▸ Natural language region descriptions
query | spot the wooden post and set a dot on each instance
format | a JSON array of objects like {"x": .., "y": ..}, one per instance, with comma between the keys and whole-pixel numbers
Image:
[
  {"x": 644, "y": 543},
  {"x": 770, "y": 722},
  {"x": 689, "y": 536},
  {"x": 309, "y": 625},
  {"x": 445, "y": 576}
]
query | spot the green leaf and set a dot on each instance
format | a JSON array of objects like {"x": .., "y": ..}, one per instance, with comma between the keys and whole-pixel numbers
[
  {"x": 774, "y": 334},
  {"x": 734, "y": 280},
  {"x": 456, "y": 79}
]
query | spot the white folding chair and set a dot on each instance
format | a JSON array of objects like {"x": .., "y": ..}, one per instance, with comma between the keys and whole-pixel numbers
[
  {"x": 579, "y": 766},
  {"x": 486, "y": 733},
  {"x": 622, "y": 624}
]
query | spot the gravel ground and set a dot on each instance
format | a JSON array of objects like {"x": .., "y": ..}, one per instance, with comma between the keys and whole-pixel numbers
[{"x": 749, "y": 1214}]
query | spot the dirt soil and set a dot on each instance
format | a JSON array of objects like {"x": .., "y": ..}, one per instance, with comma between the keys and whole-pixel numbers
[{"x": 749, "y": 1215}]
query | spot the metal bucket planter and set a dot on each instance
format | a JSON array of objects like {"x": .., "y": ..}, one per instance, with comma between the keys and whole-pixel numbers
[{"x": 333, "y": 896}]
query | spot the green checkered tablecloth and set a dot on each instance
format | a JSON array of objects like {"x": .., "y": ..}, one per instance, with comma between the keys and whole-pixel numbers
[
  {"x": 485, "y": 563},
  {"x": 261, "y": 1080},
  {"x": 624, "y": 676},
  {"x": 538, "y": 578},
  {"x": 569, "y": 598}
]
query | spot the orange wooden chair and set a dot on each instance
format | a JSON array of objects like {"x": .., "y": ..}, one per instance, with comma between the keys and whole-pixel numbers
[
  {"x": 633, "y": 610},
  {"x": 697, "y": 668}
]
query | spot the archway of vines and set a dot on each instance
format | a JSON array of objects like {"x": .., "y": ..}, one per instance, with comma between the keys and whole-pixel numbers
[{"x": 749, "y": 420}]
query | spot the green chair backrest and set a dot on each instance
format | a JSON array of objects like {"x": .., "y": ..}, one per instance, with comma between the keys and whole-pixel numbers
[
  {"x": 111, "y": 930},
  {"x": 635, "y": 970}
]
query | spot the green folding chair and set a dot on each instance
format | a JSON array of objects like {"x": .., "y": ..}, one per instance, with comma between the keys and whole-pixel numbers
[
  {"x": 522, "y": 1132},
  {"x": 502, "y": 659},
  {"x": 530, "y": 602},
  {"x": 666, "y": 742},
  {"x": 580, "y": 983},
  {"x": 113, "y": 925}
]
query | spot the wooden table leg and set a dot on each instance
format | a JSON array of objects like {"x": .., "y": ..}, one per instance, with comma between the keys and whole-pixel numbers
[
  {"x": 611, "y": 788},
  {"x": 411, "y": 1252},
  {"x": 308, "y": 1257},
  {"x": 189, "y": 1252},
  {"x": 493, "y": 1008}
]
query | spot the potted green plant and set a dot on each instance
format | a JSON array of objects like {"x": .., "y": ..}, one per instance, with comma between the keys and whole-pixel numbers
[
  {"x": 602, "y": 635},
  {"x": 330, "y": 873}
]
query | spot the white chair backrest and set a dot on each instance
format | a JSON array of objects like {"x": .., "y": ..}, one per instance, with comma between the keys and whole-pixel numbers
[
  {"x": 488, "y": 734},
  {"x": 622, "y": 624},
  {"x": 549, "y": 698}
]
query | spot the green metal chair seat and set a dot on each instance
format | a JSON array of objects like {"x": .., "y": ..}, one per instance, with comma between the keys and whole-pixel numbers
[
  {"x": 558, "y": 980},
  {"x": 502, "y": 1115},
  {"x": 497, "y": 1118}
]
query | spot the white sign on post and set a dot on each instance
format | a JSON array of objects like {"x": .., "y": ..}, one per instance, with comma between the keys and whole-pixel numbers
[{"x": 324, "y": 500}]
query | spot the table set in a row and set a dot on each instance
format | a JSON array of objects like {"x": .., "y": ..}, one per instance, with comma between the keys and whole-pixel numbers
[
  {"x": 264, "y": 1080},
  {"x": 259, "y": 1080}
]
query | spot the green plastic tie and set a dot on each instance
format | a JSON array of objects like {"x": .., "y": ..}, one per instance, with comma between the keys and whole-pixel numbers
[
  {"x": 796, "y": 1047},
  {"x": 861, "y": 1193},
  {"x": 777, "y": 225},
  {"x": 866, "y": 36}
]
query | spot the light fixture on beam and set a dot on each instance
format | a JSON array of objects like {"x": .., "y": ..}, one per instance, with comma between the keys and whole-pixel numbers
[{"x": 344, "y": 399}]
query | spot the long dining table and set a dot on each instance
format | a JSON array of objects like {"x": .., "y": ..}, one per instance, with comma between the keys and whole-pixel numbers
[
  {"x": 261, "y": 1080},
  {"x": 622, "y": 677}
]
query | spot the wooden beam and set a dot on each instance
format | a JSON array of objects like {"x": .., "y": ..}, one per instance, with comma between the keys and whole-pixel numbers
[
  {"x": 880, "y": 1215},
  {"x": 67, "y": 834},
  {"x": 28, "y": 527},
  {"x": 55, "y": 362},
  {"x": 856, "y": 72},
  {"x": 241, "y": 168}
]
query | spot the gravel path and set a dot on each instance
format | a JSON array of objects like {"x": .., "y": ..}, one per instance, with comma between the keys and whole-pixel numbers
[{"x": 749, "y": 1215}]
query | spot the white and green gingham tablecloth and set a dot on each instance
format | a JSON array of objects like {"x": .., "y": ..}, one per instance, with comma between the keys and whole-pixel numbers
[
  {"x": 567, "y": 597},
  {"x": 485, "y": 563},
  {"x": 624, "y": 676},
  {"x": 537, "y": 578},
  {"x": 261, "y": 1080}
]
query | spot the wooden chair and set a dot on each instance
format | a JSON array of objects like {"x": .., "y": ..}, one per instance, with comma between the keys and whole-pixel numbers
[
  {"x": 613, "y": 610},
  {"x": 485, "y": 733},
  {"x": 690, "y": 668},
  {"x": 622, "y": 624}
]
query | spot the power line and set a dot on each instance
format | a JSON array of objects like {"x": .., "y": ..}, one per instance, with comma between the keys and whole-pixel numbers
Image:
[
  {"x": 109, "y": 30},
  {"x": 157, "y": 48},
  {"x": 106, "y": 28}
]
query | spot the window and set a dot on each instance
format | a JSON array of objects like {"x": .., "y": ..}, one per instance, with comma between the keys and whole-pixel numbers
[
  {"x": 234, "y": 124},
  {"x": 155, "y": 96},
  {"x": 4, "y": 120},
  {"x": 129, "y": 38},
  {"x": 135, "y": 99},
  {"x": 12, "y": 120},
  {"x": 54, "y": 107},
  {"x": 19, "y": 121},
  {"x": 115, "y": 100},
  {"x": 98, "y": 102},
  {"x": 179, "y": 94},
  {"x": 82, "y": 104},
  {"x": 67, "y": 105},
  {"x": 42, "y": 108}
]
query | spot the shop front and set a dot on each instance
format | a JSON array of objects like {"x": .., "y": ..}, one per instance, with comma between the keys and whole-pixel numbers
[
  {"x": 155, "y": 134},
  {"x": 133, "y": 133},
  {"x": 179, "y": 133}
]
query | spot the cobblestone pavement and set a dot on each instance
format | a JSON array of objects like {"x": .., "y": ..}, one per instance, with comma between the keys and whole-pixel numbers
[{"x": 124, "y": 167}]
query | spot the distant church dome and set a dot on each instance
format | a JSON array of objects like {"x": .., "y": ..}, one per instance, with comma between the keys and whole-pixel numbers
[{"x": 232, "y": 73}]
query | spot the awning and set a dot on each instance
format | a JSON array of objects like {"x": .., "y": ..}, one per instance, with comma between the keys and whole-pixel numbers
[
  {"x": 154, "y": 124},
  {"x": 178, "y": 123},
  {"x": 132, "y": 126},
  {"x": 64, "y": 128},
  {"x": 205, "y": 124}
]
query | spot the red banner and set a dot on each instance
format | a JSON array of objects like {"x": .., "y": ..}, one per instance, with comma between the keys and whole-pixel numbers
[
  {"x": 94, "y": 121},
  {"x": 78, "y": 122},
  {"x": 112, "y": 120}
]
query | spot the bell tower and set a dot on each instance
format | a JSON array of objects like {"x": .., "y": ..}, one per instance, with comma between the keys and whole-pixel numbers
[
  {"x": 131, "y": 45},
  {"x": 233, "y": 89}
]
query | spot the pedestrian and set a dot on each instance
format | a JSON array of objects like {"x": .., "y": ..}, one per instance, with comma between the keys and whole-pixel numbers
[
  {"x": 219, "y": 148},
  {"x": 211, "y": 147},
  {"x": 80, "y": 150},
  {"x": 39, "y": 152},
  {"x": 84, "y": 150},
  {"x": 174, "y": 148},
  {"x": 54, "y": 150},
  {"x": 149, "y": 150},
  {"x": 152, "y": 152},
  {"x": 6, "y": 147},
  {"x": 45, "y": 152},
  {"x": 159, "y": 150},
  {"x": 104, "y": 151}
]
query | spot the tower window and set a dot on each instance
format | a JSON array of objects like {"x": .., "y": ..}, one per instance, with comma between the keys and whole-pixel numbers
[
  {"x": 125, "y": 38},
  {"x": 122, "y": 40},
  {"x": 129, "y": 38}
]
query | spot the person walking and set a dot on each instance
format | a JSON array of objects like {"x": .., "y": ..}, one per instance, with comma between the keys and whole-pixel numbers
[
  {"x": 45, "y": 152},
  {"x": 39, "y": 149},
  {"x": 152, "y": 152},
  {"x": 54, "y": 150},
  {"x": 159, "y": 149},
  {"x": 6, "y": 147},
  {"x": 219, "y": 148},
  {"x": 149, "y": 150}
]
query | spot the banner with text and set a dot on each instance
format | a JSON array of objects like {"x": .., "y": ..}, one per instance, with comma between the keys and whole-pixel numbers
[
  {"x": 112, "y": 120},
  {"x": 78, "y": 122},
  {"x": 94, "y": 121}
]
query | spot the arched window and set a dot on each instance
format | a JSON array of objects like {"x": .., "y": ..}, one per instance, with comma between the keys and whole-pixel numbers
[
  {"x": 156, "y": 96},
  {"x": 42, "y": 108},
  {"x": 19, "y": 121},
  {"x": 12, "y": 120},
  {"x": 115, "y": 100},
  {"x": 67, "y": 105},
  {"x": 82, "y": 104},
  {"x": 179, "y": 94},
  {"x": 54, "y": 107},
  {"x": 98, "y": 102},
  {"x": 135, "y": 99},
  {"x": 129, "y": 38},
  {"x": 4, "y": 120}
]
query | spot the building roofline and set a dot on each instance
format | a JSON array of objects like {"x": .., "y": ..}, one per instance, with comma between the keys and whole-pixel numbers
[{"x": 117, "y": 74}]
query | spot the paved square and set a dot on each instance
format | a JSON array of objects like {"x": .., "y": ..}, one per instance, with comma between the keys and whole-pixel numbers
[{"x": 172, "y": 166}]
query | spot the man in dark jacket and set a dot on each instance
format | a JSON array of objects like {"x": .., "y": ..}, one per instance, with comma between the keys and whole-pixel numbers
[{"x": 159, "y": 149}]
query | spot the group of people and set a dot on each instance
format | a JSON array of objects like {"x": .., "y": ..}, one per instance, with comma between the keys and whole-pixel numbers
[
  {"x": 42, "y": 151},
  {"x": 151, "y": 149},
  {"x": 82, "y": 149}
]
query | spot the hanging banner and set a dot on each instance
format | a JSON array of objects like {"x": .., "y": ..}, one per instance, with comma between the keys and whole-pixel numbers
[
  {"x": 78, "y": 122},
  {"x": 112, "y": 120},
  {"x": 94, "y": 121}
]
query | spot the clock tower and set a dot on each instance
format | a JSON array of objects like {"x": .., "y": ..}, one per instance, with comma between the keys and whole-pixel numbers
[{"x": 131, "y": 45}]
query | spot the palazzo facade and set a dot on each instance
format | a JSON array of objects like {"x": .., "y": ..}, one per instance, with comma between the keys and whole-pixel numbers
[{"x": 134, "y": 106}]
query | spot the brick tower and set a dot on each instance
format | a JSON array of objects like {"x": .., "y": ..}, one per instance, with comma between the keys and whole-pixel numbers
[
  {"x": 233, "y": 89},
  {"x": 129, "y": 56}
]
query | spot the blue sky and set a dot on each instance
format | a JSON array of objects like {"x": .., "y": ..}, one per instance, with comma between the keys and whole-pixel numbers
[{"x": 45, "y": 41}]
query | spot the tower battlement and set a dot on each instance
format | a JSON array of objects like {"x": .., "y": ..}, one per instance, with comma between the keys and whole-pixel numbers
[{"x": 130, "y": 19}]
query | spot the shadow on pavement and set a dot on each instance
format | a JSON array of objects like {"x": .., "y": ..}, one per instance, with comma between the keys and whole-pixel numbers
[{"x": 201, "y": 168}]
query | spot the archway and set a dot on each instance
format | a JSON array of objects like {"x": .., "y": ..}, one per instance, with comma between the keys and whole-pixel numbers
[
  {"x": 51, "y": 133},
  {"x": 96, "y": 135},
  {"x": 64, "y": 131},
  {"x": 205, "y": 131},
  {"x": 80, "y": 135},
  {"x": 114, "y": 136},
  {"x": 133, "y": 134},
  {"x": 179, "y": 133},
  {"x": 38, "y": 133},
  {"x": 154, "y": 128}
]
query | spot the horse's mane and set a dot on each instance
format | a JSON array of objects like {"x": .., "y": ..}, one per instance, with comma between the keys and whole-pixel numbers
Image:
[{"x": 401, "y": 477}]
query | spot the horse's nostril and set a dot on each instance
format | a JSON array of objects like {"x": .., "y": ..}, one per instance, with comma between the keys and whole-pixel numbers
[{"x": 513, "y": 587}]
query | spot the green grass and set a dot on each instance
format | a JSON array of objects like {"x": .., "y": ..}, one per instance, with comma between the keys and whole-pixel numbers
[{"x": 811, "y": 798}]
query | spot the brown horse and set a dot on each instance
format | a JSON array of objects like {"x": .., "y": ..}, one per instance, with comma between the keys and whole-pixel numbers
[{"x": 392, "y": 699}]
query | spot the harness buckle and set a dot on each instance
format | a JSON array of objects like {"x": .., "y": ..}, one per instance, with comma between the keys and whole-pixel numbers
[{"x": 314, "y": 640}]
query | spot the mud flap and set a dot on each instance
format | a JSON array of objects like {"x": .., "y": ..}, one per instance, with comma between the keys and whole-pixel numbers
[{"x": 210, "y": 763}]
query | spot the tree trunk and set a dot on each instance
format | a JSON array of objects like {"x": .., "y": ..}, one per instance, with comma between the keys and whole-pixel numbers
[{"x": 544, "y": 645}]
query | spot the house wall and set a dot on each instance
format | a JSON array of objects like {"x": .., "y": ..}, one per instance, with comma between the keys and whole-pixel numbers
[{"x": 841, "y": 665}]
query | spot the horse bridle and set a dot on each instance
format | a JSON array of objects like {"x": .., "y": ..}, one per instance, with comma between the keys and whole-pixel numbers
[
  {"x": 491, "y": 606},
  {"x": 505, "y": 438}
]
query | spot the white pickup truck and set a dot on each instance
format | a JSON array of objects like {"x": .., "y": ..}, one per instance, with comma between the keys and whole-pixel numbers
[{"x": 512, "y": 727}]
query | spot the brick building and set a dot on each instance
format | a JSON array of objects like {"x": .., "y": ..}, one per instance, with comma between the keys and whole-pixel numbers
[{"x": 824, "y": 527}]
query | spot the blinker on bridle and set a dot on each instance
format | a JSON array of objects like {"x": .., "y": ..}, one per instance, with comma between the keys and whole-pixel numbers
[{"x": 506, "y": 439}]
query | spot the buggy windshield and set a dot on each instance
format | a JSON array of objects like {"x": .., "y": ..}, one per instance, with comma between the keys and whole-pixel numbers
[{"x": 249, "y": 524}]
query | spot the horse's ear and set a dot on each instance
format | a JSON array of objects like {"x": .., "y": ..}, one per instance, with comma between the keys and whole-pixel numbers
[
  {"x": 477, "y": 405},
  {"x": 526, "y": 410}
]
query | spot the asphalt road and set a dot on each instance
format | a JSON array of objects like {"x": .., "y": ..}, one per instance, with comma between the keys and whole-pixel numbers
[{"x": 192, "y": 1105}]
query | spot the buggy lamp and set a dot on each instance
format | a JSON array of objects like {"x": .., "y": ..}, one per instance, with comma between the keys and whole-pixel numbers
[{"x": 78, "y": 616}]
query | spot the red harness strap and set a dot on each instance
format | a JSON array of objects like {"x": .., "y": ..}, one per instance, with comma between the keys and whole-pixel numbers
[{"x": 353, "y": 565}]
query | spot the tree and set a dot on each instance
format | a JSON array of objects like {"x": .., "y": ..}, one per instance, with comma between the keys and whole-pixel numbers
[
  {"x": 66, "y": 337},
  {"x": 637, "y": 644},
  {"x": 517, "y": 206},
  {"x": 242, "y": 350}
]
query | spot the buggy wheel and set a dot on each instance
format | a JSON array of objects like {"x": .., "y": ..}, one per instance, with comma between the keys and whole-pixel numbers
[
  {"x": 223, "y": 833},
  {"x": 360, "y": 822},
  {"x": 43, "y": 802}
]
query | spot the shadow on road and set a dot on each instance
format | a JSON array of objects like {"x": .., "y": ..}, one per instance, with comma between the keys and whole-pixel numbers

▸ What the exercise asks
Your answer should be exactly the lines of the data above, from the first through the line containing "query | spot the green leaf".

▸ Solution to this task
query | spot the wooden post and set a dot on each instance
format | a JSON array of objects like {"x": .., "y": ..}, one per instance, with comma between the keys and whole-pixel numbers
Image:
[
  {"x": 644, "y": 543},
  {"x": 770, "y": 722},
  {"x": 689, "y": 536},
  {"x": 309, "y": 625},
  {"x": 445, "y": 576}
]
query | spot the green leaf and set a dot on each instance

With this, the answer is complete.